**What is being asked:** In the passage on personal stories and civil rights, who do the writers say they must tell their stories to?

**Provided text:**
----

We came to understand that our personal stories have power and that they must be heard. We must tell them to other people who have been damaged by psychiatric treatment, to the public, to lawmakers and to political candidates as well. We are compelled to share our collective struggle and claim our place as a civil rights movement along side of those who have been similarly discounted, disenfranchised, and marginalized: people of color; gay, lesbian, bisexual, and transgendered people; people with physical disabilities; women; people belonging to religious, ethnic, and linguistic minorities; Jews and others now at risk for ethnic cleansing; and people forced to live in poverty amidst the great wealth and abundance of corporate America.

----

**Data under study:**
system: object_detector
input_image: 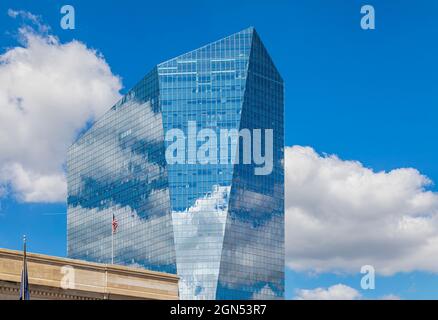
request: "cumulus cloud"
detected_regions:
[0,10,122,202]
[380,294,401,300]
[285,146,438,275]
[295,284,361,300]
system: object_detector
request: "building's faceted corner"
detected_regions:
[68,28,284,299]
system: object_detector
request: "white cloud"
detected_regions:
[380,294,401,300]
[0,10,121,202]
[285,146,438,275]
[295,284,361,300]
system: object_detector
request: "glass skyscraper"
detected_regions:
[67,28,284,299]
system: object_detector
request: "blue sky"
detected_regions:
[0,0,438,299]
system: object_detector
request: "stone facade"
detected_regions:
[0,249,178,300]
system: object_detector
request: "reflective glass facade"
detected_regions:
[67,28,284,299]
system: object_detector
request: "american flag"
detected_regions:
[111,214,119,233]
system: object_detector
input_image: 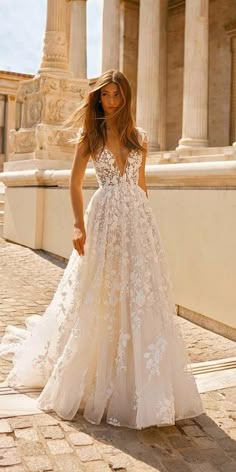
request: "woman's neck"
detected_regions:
[106,116,118,134]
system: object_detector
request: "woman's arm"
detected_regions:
[138,143,148,198]
[69,143,89,254]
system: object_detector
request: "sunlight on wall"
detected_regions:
[0,0,103,77]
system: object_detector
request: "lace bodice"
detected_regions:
[80,128,147,187]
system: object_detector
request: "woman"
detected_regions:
[2,70,203,429]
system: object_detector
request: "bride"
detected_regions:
[0,70,203,429]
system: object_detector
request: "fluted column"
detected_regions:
[137,0,161,151]
[102,0,120,72]
[179,0,209,148]
[226,21,236,144]
[69,0,87,79]
[40,0,69,76]
[157,0,168,150]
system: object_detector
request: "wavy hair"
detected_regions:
[64,69,144,159]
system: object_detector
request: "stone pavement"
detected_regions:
[0,239,236,472]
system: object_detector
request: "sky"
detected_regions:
[0,0,103,78]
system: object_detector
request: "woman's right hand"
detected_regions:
[73,226,86,256]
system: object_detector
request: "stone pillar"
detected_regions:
[102,0,120,72]
[120,0,139,116]
[157,0,168,151]
[5,95,16,161]
[39,0,69,76]
[70,0,87,79]
[226,21,236,148]
[178,0,209,149]
[137,0,161,151]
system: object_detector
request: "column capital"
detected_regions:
[225,20,236,37]
[177,0,209,150]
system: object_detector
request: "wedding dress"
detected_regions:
[0,128,203,429]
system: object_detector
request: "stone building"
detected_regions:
[0,0,236,339]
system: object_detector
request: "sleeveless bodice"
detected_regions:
[93,147,142,187]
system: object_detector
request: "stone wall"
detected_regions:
[167,0,236,150]
[209,0,236,146]
[166,1,185,149]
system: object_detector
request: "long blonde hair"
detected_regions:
[64,69,144,158]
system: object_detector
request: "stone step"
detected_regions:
[190,357,236,375]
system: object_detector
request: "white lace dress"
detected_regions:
[0,130,203,429]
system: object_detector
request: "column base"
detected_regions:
[176,138,208,151]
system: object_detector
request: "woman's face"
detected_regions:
[100,83,122,115]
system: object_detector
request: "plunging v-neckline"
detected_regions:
[104,146,132,177]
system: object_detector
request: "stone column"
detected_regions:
[179,0,209,149]
[157,0,168,151]
[120,0,139,117]
[69,0,87,79]
[226,21,236,144]
[5,95,16,161]
[102,0,120,72]
[137,0,161,151]
[40,0,69,76]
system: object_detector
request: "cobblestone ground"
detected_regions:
[0,238,236,472]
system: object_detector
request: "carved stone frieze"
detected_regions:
[41,31,68,70]
[10,129,36,153]
[10,72,90,160]
[44,97,78,124]
[17,76,40,101]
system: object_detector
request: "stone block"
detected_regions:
[40,426,65,439]
[76,446,102,462]
[24,455,53,472]
[47,439,73,454]
[0,434,16,448]
[68,432,94,446]
[0,419,13,433]
[15,428,39,441]
[0,447,22,467]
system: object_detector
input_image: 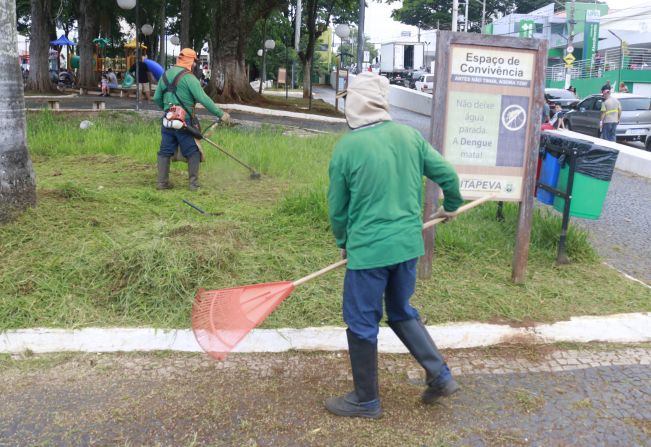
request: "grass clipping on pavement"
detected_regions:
[0,113,651,329]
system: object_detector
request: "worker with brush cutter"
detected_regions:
[325,72,463,418]
[154,48,230,191]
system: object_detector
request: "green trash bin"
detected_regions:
[554,144,619,220]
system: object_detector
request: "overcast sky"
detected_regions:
[364,0,651,43]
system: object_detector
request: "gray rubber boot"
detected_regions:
[325,329,382,419]
[389,318,460,404]
[156,155,172,189]
[188,152,201,191]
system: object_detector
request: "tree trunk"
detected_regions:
[79,0,100,88]
[180,0,192,48]
[208,0,287,103]
[208,1,260,103]
[27,0,54,93]
[158,1,167,68]
[0,0,36,223]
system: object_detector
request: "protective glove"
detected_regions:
[432,207,457,223]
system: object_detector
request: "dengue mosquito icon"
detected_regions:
[502,104,527,132]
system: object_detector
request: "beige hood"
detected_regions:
[340,71,391,129]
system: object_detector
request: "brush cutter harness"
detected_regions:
[162,70,206,162]
[163,70,201,135]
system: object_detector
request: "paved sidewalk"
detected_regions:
[0,344,651,447]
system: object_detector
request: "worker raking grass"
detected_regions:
[326,73,463,418]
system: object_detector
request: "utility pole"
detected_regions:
[357,0,366,73]
[292,0,303,88]
[479,0,486,34]
[565,0,576,88]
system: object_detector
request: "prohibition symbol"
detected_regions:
[502,104,527,132]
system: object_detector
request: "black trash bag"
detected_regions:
[576,144,619,182]
[543,134,619,182]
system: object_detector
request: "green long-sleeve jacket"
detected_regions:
[154,66,224,122]
[328,121,463,270]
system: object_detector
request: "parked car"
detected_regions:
[565,93,651,144]
[416,74,434,93]
[545,88,580,110]
[408,70,427,89]
[387,73,409,87]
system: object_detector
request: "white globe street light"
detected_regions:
[117,0,142,112]
[335,23,350,67]
[118,0,136,9]
[335,23,350,39]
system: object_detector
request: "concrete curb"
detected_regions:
[0,312,651,353]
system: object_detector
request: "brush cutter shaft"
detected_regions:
[203,136,255,173]
[292,194,495,287]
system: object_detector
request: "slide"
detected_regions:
[145,59,165,81]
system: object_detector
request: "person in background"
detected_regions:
[599,89,622,141]
[601,79,613,94]
[99,74,108,96]
[154,48,230,191]
[325,71,463,419]
[129,56,151,101]
[549,103,565,129]
[106,68,118,96]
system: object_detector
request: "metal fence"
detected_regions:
[546,48,651,81]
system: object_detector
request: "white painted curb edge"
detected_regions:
[0,312,651,353]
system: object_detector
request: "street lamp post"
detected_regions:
[171,36,181,68]
[335,23,350,110]
[258,39,276,94]
[117,0,140,112]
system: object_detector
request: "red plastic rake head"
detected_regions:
[192,195,495,360]
[192,281,294,360]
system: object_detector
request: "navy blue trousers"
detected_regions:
[158,126,199,158]
[343,259,419,343]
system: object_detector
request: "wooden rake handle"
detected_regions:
[292,194,497,287]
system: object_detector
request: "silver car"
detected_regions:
[565,93,651,142]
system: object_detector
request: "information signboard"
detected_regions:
[426,31,547,283]
[441,45,540,201]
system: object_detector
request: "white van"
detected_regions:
[416,74,434,94]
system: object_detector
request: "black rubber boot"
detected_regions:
[156,155,172,189]
[188,152,201,191]
[389,318,460,404]
[326,329,382,419]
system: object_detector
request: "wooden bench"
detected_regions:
[93,99,106,110]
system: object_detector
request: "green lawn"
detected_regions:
[0,113,651,329]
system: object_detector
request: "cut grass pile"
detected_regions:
[0,113,651,329]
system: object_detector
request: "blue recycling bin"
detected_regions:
[536,152,561,205]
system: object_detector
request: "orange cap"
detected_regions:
[176,48,198,71]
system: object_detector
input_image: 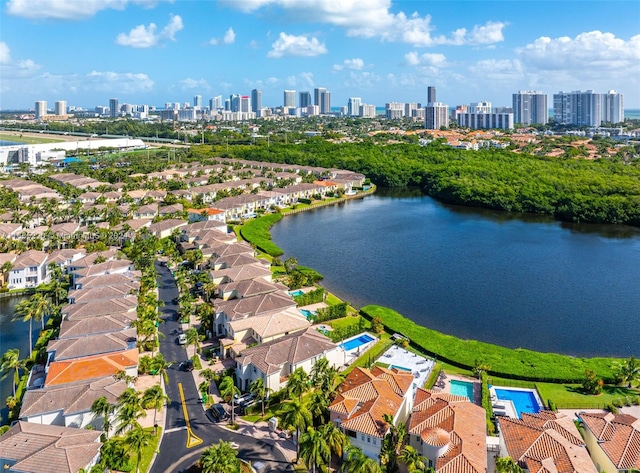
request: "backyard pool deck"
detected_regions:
[378,345,435,388]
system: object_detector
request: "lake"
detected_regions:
[271,190,640,357]
[0,297,32,424]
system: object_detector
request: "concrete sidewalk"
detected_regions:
[192,358,296,462]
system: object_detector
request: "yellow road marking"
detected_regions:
[178,383,202,448]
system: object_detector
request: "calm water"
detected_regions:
[0,297,31,424]
[271,187,640,356]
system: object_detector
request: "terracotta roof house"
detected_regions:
[44,348,138,386]
[407,388,487,473]
[7,250,49,289]
[218,278,287,301]
[20,376,127,431]
[209,254,271,271]
[61,296,138,320]
[0,421,102,473]
[209,264,272,285]
[578,412,640,473]
[47,328,137,362]
[236,328,344,392]
[58,311,138,339]
[214,291,297,335]
[329,366,414,460]
[498,411,599,473]
[74,271,140,291]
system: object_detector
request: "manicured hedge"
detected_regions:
[240,213,284,257]
[361,305,622,383]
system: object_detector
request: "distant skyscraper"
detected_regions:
[553,90,602,126]
[298,91,313,108]
[313,87,331,115]
[56,100,67,116]
[36,100,47,120]
[513,90,549,126]
[424,102,449,130]
[347,97,362,117]
[284,90,296,108]
[251,89,262,113]
[602,90,624,123]
[109,99,120,118]
[427,86,436,103]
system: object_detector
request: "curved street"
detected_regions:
[150,263,294,473]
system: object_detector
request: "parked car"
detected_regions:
[205,404,229,422]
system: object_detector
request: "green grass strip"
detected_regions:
[361,305,622,383]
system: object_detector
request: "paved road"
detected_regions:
[151,264,293,473]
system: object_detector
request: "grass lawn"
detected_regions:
[536,383,640,409]
[0,133,64,145]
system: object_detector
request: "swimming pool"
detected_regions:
[298,309,315,319]
[342,333,375,351]
[449,379,473,402]
[495,388,540,418]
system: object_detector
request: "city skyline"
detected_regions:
[0,0,640,110]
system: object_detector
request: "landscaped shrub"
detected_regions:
[361,305,623,383]
[240,213,284,256]
[312,302,347,324]
[293,287,324,306]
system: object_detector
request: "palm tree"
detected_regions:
[149,353,173,384]
[319,422,349,464]
[307,389,331,426]
[340,446,382,473]
[198,440,240,473]
[496,457,524,473]
[184,327,200,354]
[13,299,35,358]
[398,445,429,473]
[249,378,271,417]
[299,427,331,473]
[280,399,313,456]
[116,388,146,435]
[287,367,309,400]
[0,348,24,397]
[219,376,240,424]
[124,422,153,473]
[142,384,170,434]
[91,396,116,439]
[380,414,407,473]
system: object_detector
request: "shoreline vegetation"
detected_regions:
[239,199,623,383]
[204,138,640,226]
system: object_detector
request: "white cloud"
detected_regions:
[209,28,236,46]
[0,41,11,64]
[267,33,328,58]
[6,0,171,20]
[516,31,640,75]
[116,15,184,48]
[333,58,364,71]
[221,0,506,47]
[404,51,447,67]
[180,77,211,90]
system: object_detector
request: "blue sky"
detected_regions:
[0,0,640,109]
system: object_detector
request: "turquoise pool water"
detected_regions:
[496,388,540,418]
[449,379,473,402]
[342,333,375,351]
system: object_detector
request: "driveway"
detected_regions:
[150,264,294,473]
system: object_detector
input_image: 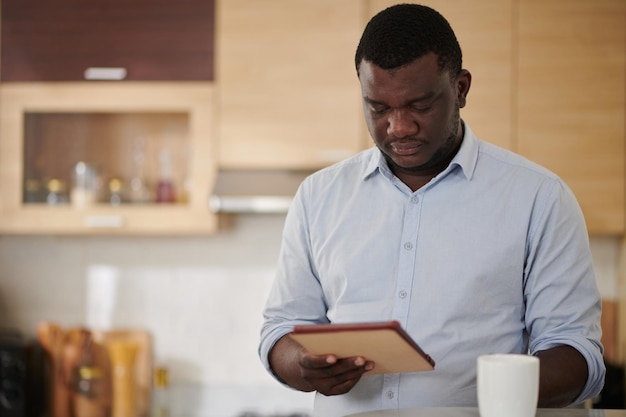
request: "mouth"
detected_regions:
[389,141,422,156]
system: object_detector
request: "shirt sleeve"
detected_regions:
[524,177,605,403]
[258,181,328,379]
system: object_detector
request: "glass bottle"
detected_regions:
[151,367,170,417]
[46,178,69,205]
[128,139,152,204]
[70,330,111,417]
[156,148,176,203]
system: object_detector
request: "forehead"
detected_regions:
[359,53,451,102]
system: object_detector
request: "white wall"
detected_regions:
[0,215,312,417]
[0,215,620,417]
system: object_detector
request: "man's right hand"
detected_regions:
[269,335,374,395]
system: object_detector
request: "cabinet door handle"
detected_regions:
[83,215,124,229]
[84,67,126,81]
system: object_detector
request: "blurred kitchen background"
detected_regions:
[0,0,626,417]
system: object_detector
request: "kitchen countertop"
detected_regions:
[346,407,626,417]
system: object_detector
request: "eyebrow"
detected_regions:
[363,91,441,106]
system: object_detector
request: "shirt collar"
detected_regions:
[363,121,479,180]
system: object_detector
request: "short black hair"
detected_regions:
[354,3,462,77]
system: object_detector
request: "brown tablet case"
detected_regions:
[290,321,435,374]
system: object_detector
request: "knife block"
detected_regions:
[93,329,153,417]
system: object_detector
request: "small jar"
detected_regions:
[109,178,124,206]
[46,178,68,205]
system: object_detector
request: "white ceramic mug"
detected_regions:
[476,354,539,417]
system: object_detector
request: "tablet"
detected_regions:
[290,320,435,374]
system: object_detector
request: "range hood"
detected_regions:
[209,169,312,213]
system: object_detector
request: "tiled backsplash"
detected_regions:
[0,215,620,417]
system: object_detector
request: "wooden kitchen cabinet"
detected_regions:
[0,0,214,82]
[215,0,371,169]
[514,0,626,234]
[0,82,218,235]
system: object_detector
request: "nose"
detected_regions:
[387,109,419,138]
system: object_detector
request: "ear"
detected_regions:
[456,69,472,108]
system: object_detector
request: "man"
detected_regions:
[259,4,605,417]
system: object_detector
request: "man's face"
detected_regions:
[359,53,471,175]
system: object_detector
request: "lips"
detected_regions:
[389,142,421,156]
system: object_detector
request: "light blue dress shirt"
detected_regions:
[259,125,605,417]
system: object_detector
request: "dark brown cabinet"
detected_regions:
[0,0,214,82]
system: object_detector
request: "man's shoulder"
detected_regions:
[478,139,558,179]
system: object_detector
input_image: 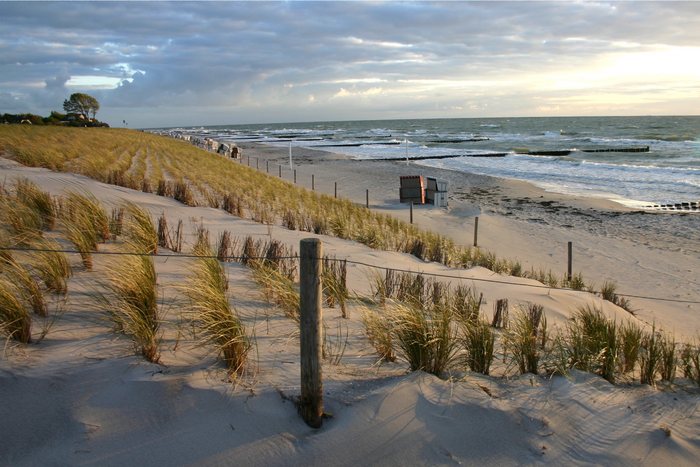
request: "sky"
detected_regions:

----

**Exercise output:** Other people who have been damaged by psychiatric treatment, the public, lawmakers, and political candidates.